━━ INFORMATION GIVEN ━━

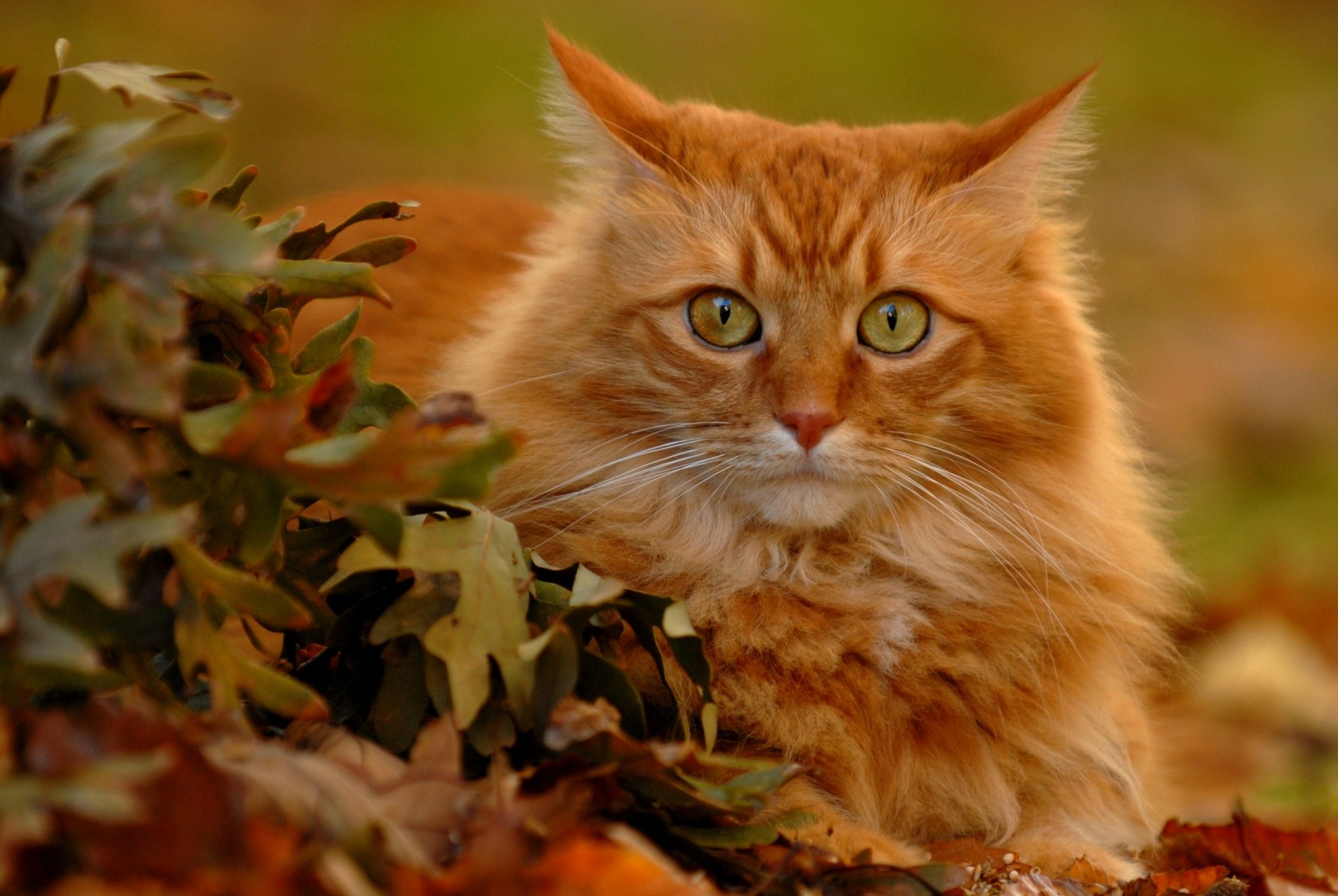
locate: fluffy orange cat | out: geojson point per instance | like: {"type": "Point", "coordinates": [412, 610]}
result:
{"type": "Point", "coordinates": [836, 388]}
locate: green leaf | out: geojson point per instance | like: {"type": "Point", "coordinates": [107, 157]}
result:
{"type": "Point", "coordinates": [237, 590]}
{"type": "Point", "coordinates": [205, 431]}
{"type": "Point", "coordinates": [727, 837]}
{"type": "Point", "coordinates": [212, 384]}
{"type": "Point", "coordinates": [320, 279]}
{"type": "Point", "coordinates": [489, 618]}
{"type": "Point", "coordinates": [277, 231]}
{"type": "Point", "coordinates": [491, 730]}
{"type": "Point", "coordinates": [382, 250]}
{"type": "Point", "coordinates": [157, 83]}
{"type": "Point", "coordinates": [325, 347]}
{"type": "Point", "coordinates": [47, 291]}
{"type": "Point", "coordinates": [311, 242]}
{"type": "Point", "coordinates": [165, 166]}
{"type": "Point", "coordinates": [401, 698]}
{"type": "Point", "coordinates": [228, 293]}
{"type": "Point", "coordinates": [200, 647]}
{"type": "Point", "coordinates": [383, 523]}
{"type": "Point", "coordinates": [74, 165]}
{"type": "Point", "coordinates": [376, 403]}
{"type": "Point", "coordinates": [63, 543]}
{"type": "Point", "coordinates": [555, 672]}
{"type": "Point", "coordinates": [433, 597]}
{"type": "Point", "coordinates": [597, 677]}
{"type": "Point", "coordinates": [228, 199]}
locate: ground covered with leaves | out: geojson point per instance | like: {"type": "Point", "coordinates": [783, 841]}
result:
{"type": "Point", "coordinates": [254, 638]}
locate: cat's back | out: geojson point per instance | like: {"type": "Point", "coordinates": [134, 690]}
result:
{"type": "Point", "coordinates": [468, 244]}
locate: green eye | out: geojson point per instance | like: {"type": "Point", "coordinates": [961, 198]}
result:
{"type": "Point", "coordinates": [894, 323]}
{"type": "Point", "coordinates": [723, 318]}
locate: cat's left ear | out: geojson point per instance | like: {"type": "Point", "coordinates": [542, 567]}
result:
{"type": "Point", "coordinates": [1029, 157]}
{"type": "Point", "coordinates": [613, 125]}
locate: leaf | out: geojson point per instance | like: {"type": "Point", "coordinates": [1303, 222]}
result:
{"type": "Point", "coordinates": [727, 837]}
{"type": "Point", "coordinates": [1195, 881]}
{"type": "Point", "coordinates": [63, 543]}
{"type": "Point", "coordinates": [237, 590]}
{"type": "Point", "coordinates": [433, 597]}
{"type": "Point", "coordinates": [487, 622]}
{"type": "Point", "coordinates": [229, 197]}
{"type": "Point", "coordinates": [597, 679]}
{"type": "Point", "coordinates": [320, 279]}
{"type": "Point", "coordinates": [130, 81]}
{"type": "Point", "coordinates": [209, 384]}
{"type": "Point", "coordinates": [49, 288]}
{"type": "Point", "coordinates": [1252, 848]}
{"type": "Point", "coordinates": [280, 228]}
{"type": "Point", "coordinates": [72, 165]}
{"type": "Point", "coordinates": [229, 673]}
{"type": "Point", "coordinates": [401, 700]}
{"type": "Point", "coordinates": [311, 242]}
{"type": "Point", "coordinates": [375, 404]}
{"type": "Point", "coordinates": [325, 347]}
{"type": "Point", "coordinates": [382, 250]}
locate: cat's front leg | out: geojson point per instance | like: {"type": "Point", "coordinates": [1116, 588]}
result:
{"type": "Point", "coordinates": [834, 831]}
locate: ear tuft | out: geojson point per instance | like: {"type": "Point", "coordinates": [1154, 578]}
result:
{"type": "Point", "coordinates": [1036, 151]}
{"type": "Point", "coordinates": [610, 123]}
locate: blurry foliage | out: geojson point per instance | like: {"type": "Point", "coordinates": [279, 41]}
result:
{"type": "Point", "coordinates": [178, 481]}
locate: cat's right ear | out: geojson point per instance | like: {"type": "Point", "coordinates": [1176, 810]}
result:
{"type": "Point", "coordinates": [610, 123]}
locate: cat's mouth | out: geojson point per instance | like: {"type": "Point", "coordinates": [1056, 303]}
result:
{"type": "Point", "coordinates": [806, 497]}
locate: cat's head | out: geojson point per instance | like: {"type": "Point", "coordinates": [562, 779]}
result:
{"type": "Point", "coordinates": [807, 323]}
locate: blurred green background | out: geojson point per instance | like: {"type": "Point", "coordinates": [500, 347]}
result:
{"type": "Point", "coordinates": [1214, 205]}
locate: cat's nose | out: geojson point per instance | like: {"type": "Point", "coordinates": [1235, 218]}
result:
{"type": "Point", "coordinates": [808, 426]}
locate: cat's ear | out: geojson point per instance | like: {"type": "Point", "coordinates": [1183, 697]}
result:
{"type": "Point", "coordinates": [610, 123]}
{"type": "Point", "coordinates": [1029, 157]}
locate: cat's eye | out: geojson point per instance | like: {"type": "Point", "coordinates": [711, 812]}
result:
{"type": "Point", "coordinates": [894, 323]}
{"type": "Point", "coordinates": [723, 318]}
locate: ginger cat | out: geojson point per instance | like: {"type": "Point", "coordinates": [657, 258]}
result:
{"type": "Point", "coordinates": [836, 388]}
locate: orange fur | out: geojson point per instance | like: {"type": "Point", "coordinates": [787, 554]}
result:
{"type": "Point", "coordinates": [953, 610]}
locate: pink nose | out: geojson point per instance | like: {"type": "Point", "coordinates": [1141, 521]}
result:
{"type": "Point", "coordinates": [808, 427]}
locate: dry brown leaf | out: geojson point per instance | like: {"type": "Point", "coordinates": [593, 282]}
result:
{"type": "Point", "coordinates": [1252, 848]}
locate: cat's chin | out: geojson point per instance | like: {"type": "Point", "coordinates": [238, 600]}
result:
{"type": "Point", "coordinates": [804, 503]}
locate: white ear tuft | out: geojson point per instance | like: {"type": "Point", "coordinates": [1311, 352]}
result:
{"type": "Point", "coordinates": [1031, 157]}
{"type": "Point", "coordinates": [610, 125]}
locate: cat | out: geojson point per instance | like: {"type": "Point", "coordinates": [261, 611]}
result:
{"type": "Point", "coordinates": [836, 388]}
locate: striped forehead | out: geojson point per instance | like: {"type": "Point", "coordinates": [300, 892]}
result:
{"type": "Point", "coordinates": [811, 215]}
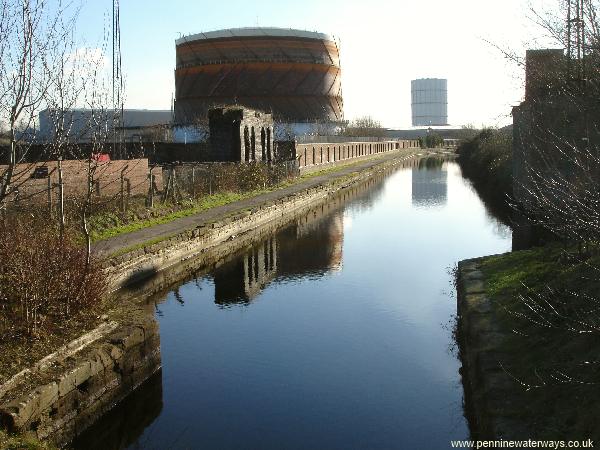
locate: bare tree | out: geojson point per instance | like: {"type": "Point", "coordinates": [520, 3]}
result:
{"type": "Point", "coordinates": [34, 39]}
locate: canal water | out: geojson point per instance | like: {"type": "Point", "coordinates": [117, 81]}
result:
{"type": "Point", "coordinates": [333, 333]}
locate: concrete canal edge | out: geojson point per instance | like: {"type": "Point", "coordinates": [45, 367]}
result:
{"type": "Point", "coordinates": [148, 261]}
{"type": "Point", "coordinates": [70, 389]}
{"type": "Point", "coordinates": [488, 390]}
{"type": "Point", "coordinates": [66, 392]}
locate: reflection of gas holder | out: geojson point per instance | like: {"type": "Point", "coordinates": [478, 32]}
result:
{"type": "Point", "coordinates": [242, 279]}
{"type": "Point", "coordinates": [311, 246]}
{"type": "Point", "coordinates": [430, 183]}
{"type": "Point", "coordinates": [260, 267]}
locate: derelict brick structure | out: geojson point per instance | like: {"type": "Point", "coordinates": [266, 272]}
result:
{"type": "Point", "coordinates": [240, 134]}
{"type": "Point", "coordinates": [35, 180]}
{"type": "Point", "coordinates": [558, 119]}
{"type": "Point", "coordinates": [294, 74]}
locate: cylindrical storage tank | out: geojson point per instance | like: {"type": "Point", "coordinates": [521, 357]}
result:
{"type": "Point", "coordinates": [293, 74]}
{"type": "Point", "coordinates": [429, 101]}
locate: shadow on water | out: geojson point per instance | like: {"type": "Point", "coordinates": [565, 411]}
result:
{"type": "Point", "coordinates": [122, 426]}
{"type": "Point", "coordinates": [430, 183]}
{"type": "Point", "coordinates": [338, 360]}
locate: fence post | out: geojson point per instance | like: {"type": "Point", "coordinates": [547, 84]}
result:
{"type": "Point", "coordinates": [61, 197]}
{"type": "Point", "coordinates": [151, 191]}
{"type": "Point", "coordinates": [193, 181]}
{"type": "Point", "coordinates": [122, 205]}
{"type": "Point", "coordinates": [50, 195]}
{"type": "Point", "coordinates": [122, 196]}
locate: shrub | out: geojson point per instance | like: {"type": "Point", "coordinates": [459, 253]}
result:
{"type": "Point", "coordinates": [486, 159]}
{"type": "Point", "coordinates": [43, 280]}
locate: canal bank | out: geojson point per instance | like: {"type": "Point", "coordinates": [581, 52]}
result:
{"type": "Point", "coordinates": [144, 254]}
{"type": "Point", "coordinates": [327, 332]}
{"type": "Point", "coordinates": [527, 340]}
{"type": "Point", "coordinates": [38, 401]}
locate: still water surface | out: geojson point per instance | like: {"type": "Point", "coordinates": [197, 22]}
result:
{"type": "Point", "coordinates": [333, 333]}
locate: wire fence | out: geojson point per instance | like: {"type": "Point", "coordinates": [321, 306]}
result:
{"type": "Point", "coordinates": [60, 194]}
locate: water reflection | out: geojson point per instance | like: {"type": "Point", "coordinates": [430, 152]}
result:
{"type": "Point", "coordinates": [338, 343]}
{"type": "Point", "coordinates": [309, 247]}
{"type": "Point", "coordinates": [430, 183]}
{"type": "Point", "coordinates": [121, 427]}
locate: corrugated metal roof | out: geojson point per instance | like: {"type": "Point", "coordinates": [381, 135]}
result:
{"type": "Point", "coordinates": [254, 32]}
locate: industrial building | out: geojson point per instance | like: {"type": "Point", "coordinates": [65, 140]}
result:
{"type": "Point", "coordinates": [81, 125]}
{"type": "Point", "coordinates": [293, 74]}
{"type": "Point", "coordinates": [429, 101]}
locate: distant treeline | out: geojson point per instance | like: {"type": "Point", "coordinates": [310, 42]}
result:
{"type": "Point", "coordinates": [486, 160]}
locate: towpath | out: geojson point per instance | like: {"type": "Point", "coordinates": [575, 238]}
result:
{"type": "Point", "coordinates": [165, 230]}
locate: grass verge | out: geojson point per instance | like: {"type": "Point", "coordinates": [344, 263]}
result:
{"type": "Point", "coordinates": [546, 303]}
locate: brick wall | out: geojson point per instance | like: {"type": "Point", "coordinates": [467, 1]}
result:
{"type": "Point", "coordinates": [107, 178]}
{"type": "Point", "coordinates": [326, 153]}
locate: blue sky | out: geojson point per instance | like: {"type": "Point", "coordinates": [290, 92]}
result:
{"type": "Point", "coordinates": [384, 44]}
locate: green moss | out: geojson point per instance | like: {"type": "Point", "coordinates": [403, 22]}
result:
{"type": "Point", "coordinates": [557, 393]}
{"type": "Point", "coordinates": [20, 442]}
{"type": "Point", "coordinates": [108, 224]}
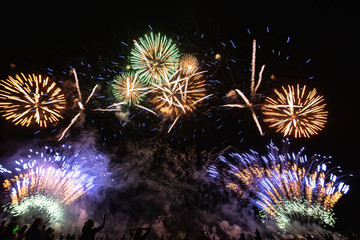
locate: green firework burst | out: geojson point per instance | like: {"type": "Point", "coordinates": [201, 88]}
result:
{"type": "Point", "coordinates": [154, 57]}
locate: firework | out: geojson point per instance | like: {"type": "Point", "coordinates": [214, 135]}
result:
{"type": "Point", "coordinates": [285, 186]}
{"type": "Point", "coordinates": [31, 99]}
{"type": "Point", "coordinates": [189, 64]}
{"type": "Point", "coordinates": [179, 94]}
{"type": "Point", "coordinates": [54, 178]}
{"type": "Point", "coordinates": [47, 173]}
{"type": "Point", "coordinates": [39, 205]}
{"type": "Point", "coordinates": [128, 89]}
{"type": "Point", "coordinates": [250, 103]}
{"type": "Point", "coordinates": [296, 111]}
{"type": "Point", "coordinates": [154, 57]}
{"type": "Point", "coordinates": [80, 104]}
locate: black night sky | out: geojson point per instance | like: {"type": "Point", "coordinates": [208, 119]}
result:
{"type": "Point", "coordinates": [34, 38]}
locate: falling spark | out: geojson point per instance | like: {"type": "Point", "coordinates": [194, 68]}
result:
{"type": "Point", "coordinates": [154, 57]}
{"type": "Point", "coordinates": [253, 88]}
{"type": "Point", "coordinates": [80, 104]}
{"type": "Point", "coordinates": [296, 112]}
{"type": "Point", "coordinates": [179, 94]}
{"type": "Point", "coordinates": [285, 186]}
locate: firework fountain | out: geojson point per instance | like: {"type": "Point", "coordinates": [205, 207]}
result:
{"type": "Point", "coordinates": [284, 186]}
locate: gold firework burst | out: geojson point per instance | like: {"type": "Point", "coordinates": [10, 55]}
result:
{"type": "Point", "coordinates": [28, 99]}
{"type": "Point", "coordinates": [296, 111]}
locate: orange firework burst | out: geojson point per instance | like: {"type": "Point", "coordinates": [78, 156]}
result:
{"type": "Point", "coordinates": [189, 64]}
{"type": "Point", "coordinates": [25, 100]}
{"type": "Point", "coordinates": [296, 112]}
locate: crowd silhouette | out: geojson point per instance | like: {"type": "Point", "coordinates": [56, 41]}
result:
{"type": "Point", "coordinates": [38, 231]}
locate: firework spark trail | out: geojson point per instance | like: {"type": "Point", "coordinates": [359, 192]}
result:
{"type": "Point", "coordinates": [179, 94]}
{"type": "Point", "coordinates": [49, 175]}
{"type": "Point", "coordinates": [38, 204]}
{"type": "Point", "coordinates": [296, 112]}
{"type": "Point", "coordinates": [129, 91]}
{"type": "Point", "coordinates": [80, 104]}
{"type": "Point", "coordinates": [154, 58]}
{"type": "Point", "coordinates": [253, 89]}
{"type": "Point", "coordinates": [31, 99]}
{"type": "Point", "coordinates": [53, 178]}
{"type": "Point", "coordinates": [284, 186]}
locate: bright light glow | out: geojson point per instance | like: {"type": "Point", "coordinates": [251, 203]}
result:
{"type": "Point", "coordinates": [31, 99]}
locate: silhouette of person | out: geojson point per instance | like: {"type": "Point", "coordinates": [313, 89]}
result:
{"type": "Point", "coordinates": [88, 230]}
{"type": "Point", "coordinates": [136, 233]}
{"type": "Point", "coordinates": [35, 232]}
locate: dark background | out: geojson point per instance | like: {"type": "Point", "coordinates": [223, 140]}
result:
{"type": "Point", "coordinates": [34, 36]}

━━━

SET TASK: Beginning at the line containing "locate: silhouette of" and continuing through the last line, write those lines out again, substituting "black background" for "dark background" and leaving everything else unchanged.

RESULT OF THIS TASK:
locate: silhouette of person | out: geojson point per instance | like: {"type": "Point", "coordinates": [313, 89]}
result:
{"type": "Point", "coordinates": [88, 230]}
{"type": "Point", "coordinates": [136, 233]}
{"type": "Point", "coordinates": [35, 232]}
locate: black background | out: geojson point per instance | like: {"type": "Point", "coordinates": [223, 140]}
result:
{"type": "Point", "coordinates": [34, 36]}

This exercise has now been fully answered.